> **Written problem**: Put the lines below into a JSON list of strings, one string per line, skipping any blank lines. Leave the pictures out.

+++ Records supplied

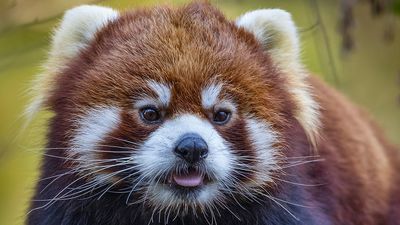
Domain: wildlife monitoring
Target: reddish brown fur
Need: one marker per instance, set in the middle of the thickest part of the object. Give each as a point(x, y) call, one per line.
point(192, 46)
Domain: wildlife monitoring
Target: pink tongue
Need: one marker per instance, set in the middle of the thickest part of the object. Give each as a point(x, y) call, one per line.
point(188, 180)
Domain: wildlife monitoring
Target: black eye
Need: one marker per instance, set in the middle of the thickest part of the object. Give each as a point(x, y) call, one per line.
point(150, 114)
point(221, 117)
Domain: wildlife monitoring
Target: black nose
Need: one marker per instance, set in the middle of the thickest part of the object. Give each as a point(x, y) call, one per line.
point(192, 148)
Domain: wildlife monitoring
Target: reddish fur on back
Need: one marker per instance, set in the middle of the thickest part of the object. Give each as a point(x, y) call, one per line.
point(194, 46)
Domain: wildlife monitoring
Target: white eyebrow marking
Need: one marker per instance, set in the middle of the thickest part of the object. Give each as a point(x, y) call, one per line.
point(163, 92)
point(209, 95)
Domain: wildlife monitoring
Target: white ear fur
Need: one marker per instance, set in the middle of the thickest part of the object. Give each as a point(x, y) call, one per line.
point(276, 31)
point(78, 27)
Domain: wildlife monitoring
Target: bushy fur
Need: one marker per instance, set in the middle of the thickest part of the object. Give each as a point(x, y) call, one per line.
point(352, 180)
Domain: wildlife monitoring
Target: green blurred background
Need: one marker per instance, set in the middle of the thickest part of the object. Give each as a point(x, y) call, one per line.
point(369, 74)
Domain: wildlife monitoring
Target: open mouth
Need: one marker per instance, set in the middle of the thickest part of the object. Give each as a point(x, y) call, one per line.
point(190, 179)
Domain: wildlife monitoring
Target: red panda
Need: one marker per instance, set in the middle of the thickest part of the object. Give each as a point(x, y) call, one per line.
point(181, 116)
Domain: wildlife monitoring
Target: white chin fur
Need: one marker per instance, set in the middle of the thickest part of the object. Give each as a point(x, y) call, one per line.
point(262, 138)
point(157, 155)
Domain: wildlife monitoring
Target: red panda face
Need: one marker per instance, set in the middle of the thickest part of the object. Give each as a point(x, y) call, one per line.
point(172, 107)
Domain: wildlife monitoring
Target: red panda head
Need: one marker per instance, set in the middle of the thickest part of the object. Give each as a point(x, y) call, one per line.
point(177, 108)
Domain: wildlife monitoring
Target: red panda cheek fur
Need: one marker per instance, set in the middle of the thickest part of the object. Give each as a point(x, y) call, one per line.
point(351, 181)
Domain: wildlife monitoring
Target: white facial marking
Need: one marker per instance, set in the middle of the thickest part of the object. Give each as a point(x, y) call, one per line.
point(157, 155)
point(209, 95)
point(163, 92)
point(262, 138)
point(92, 129)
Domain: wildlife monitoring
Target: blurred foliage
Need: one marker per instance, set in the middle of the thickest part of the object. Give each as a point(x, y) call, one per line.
point(369, 74)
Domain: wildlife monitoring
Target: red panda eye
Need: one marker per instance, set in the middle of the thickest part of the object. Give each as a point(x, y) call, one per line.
point(221, 117)
point(150, 114)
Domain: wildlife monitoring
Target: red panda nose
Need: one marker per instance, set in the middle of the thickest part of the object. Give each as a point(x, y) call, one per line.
point(192, 148)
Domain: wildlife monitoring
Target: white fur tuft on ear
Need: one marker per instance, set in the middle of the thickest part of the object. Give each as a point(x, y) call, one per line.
point(276, 31)
point(78, 27)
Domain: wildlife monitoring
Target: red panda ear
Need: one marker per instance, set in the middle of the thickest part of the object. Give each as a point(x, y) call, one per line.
point(276, 31)
point(78, 27)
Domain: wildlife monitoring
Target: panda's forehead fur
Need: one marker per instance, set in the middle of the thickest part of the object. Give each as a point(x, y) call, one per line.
point(185, 50)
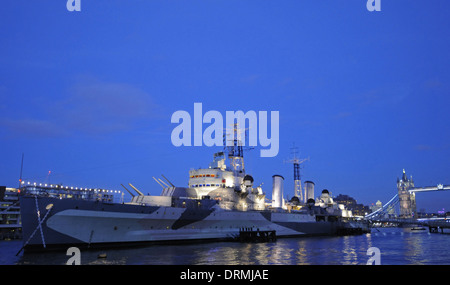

++++++

> **Exercise output**:
[
  "Domain: wildlife monitoring",
  "Target: reddish brown fur",
  "Need: one marker per instance, set in the middle of the thickest part of the object. Give each as a point(x, y) call, one per line.",
  "point(192, 46)",
  "Domain: wildlife monitoring",
  "Target: pink tongue",
  "Need: one marker per instance, set in the middle of the thickest part of the object. Give each as a point(x, y) call, one per line.",
  "point(188, 180)",
  "Domain: wildlife monitoring",
  "Target: black eye",
  "Need: one marker per instance, set in the middle of the thickest part of the object. Give each as a point(x, y) call, one per line.",
  "point(150, 114)",
  "point(221, 117)",
  "Domain: wildlife monitoring",
  "Target: black nose",
  "Need: one marker per instance, set in the middle of the thickest part of the object. Give each as a point(x, y) call, one per line.",
  "point(192, 148)",
  "Domain: wildlife monitoring",
  "Target: reddish fur on back",
  "Need: one marker per instance, set in the middle of the thickest part of the object. Give each as a point(x, y) call, one per line.",
  "point(194, 46)",
  "Domain: wildlife monitoring",
  "Target: white eyebrow marking",
  "Need: one marker per instance, set in the middle of the thickest part of the object. Give each as a point(x, y) call, one per line.",
  "point(163, 92)",
  "point(209, 95)",
  "Domain: wildlife monitoring",
  "Target: white ear fur",
  "Need: one marker per instance, set in the middle of the thickest part of the object. Give each as a point(x, y) call, one per line.",
  "point(276, 31)",
  "point(78, 27)",
  "Domain: wildlife monitoring",
  "Target: bushy fur",
  "Need: one marker per instance, set in the middle of the thickest part of the object. Give each as a point(x, y) call, one per line.",
  "point(352, 180)",
  "Domain: wildlife monitoring",
  "Target: green blurred background",
  "Need: one marker per instance, set in the middle of the thickest part of the object. Give each as a point(x, y) call, one per line.",
  "point(369, 74)",
  "Domain: wildlife monitoring",
  "Target: open mouth",
  "Need: one marker per instance, set in the middle of the thickest part of the object. Give each as a point(x, y) call, one per line.",
  "point(190, 179)",
  "Domain: wildlife monitoring",
  "Target: red panda",
  "Need: one marker per instance, set in the middle of the thickest part of the object. Give each as a point(x, y) call, one per line.",
  "point(181, 116)",
  "Domain: wildlife monitoring",
  "Target: white chin fur",
  "Need: one marker per instance, set in the middle of the thickest part of the object. Give each as a point(x, y) call, one per line.",
  "point(262, 138)",
  "point(157, 155)",
  "Domain: wildlife monitoring",
  "Target: red panda face",
  "Need: one marker per instance, set in the middle of the thickest part of the object. Give each as a point(x, y) call, one per line.",
  "point(172, 107)",
  "Domain: wildlife monitoring",
  "Target: red panda head",
  "Need: one marker per instance, set in the middle of the thickest part of the object. Give each as a point(x, y) call, one per line.",
  "point(177, 108)",
  "Domain: wildlife monitoring",
  "Target: red panda cheek fur",
  "Need: one marker per instance, set in the middle of the thickest part of the object. Give each as a point(x, y) call, one per line.",
  "point(351, 181)",
  "Domain: wildlife monitoring",
  "Target: white facial marking",
  "Need: one marker per instance, set in the middle of the thickest part of the object. Give each as a point(x, y) call, one per line.",
  "point(157, 155)",
  "point(209, 95)",
  "point(163, 92)",
  "point(262, 138)",
  "point(92, 129)",
  "Domain: wildlife monitoring",
  "Target: blurred foliage",
  "Need: one marker per instance, set in the middle of the thickest part of the object. Give each as a point(x, y) call, one per line.",
  "point(369, 74)",
  "Domain: wildlife monitoring",
  "Target: red panda eye",
  "Need: one marker per instance, set in the middle of the thickest part of the object. Give each as a point(x, y) call, one per line.",
  "point(221, 117)",
  "point(150, 114)",
  "Domain: wildlife monitoring",
  "Target: red panda nose",
  "Need: one marker per instance, set in the middle of the thickest part of the object. Give each as a point(x, y) call, one per line.",
  "point(192, 148)",
  "Domain: wildlife monitoring",
  "Target: white fur tuft on ear",
  "Need: one marker per instance, set in the middle of the thickest part of the object. Give each as a point(x, y) call, one per line.",
  "point(276, 31)",
  "point(78, 27)",
  "Domain: wildlife monitoring",
  "Target: red panda ear",
  "Need: one marker per instance, set in the middle of the thickest part of the object. Give each as a point(x, y) call, one per line.",
  "point(276, 31)",
  "point(78, 27)",
  "Domain: wildlife monitoring",
  "Target: panda's forehead fur",
  "Need: one marker per instance, set in the middle of the thickest part of the object. Give each as a point(x, y) call, one per line.",
  "point(185, 50)"
]